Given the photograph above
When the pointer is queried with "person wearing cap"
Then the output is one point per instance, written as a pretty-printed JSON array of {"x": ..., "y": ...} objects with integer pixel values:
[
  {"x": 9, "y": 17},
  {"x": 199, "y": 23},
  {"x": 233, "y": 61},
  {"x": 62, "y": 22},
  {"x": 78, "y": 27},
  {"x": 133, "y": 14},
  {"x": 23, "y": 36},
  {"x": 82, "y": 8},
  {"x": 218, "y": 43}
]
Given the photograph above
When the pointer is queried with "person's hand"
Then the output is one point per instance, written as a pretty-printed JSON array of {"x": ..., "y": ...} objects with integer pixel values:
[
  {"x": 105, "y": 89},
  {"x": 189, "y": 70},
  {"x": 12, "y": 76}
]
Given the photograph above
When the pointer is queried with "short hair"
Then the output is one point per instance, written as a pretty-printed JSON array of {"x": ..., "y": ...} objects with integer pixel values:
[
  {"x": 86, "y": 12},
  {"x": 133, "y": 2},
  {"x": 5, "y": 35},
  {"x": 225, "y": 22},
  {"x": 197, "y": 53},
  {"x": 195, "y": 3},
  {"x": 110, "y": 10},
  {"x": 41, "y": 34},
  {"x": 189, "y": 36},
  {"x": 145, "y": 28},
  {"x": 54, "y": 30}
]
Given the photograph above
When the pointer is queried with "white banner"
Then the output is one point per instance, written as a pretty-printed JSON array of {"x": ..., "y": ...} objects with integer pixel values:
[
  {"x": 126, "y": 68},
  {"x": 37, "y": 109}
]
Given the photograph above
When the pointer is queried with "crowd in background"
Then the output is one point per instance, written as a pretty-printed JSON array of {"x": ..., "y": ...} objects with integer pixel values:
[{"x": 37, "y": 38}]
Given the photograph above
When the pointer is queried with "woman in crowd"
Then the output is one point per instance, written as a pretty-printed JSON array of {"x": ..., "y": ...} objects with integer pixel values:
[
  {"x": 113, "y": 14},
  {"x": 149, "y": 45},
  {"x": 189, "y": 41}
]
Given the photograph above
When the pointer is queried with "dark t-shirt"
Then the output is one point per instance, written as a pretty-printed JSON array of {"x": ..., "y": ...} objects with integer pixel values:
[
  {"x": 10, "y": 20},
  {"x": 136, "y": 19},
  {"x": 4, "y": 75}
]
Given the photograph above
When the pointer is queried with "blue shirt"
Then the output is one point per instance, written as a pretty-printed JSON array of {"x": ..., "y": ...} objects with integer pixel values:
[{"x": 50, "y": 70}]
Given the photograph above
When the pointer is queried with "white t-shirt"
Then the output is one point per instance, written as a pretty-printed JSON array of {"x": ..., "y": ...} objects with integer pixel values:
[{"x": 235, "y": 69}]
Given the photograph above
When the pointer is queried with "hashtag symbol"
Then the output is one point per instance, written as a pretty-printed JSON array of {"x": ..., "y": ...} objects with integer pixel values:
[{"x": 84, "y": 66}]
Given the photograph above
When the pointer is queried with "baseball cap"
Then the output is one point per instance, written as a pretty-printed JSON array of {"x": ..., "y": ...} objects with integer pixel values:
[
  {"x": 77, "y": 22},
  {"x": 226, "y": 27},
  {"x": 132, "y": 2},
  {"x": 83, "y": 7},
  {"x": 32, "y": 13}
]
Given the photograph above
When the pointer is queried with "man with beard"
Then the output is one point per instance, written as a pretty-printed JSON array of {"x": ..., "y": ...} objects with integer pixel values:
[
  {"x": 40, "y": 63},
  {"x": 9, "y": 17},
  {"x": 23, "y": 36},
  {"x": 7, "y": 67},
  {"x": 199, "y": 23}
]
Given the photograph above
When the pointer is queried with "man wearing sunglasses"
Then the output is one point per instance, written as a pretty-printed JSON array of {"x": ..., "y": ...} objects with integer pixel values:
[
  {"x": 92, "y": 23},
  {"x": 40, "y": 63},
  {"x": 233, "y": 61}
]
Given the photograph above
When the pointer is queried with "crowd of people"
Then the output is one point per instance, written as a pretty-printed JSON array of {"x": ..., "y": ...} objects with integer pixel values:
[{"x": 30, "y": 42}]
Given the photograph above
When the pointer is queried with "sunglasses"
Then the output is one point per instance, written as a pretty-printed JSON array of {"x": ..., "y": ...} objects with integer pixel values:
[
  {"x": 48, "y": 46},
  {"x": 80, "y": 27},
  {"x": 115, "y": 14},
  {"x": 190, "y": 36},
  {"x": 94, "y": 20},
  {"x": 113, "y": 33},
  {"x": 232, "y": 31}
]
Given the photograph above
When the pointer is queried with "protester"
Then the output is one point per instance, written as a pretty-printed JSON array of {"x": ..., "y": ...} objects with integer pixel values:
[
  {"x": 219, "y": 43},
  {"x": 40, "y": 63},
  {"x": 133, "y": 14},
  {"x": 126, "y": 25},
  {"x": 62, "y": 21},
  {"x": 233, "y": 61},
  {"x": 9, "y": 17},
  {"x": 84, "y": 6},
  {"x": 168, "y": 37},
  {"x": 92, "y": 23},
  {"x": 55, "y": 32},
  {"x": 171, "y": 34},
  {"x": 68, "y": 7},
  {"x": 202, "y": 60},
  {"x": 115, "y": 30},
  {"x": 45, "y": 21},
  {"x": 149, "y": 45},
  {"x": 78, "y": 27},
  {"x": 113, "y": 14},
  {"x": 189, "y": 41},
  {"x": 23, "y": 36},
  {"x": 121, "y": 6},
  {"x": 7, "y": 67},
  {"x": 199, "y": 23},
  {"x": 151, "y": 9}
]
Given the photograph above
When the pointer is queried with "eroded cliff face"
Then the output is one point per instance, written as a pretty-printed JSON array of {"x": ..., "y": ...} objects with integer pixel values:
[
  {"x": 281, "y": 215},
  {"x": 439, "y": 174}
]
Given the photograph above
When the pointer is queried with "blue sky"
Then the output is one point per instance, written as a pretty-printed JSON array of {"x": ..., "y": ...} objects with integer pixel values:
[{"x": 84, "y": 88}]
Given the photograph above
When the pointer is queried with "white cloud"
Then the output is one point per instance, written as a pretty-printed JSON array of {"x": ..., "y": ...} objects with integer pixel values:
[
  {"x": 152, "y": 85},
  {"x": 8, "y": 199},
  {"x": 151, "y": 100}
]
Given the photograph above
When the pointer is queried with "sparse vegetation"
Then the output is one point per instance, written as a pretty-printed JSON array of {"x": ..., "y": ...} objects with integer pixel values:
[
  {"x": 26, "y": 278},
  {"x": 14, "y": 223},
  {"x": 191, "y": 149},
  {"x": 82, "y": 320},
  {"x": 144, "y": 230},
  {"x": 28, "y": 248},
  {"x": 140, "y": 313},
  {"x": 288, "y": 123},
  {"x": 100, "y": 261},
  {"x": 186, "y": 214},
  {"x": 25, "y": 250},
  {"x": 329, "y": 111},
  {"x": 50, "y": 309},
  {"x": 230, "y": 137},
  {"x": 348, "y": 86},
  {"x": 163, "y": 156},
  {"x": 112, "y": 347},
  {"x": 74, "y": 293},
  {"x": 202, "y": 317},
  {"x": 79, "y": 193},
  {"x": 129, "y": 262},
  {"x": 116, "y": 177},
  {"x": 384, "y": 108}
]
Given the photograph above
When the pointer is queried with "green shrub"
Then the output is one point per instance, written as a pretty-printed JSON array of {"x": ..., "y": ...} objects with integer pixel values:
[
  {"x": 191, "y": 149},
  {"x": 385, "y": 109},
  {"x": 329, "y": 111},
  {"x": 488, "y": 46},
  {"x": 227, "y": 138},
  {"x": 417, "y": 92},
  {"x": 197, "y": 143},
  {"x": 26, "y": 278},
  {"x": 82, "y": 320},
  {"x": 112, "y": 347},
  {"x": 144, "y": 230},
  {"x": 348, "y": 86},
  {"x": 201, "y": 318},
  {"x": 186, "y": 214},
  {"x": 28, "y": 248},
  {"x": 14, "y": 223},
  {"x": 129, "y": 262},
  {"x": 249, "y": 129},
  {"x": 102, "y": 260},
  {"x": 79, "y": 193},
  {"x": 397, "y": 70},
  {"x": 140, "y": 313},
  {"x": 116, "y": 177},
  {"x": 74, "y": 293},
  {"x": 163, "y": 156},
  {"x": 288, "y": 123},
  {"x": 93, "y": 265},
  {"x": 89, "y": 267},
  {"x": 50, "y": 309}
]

____________________

:: REQUIRED WORK ::
Gather up, from the records above, each line where the word "crowd" appears.

:: RESPONSE TO THIS TASK ::
When the pointer is queried with "crowd in background"
When the pointer is queried with "woman in crowd"
When the pointer is queried with "crowd of people"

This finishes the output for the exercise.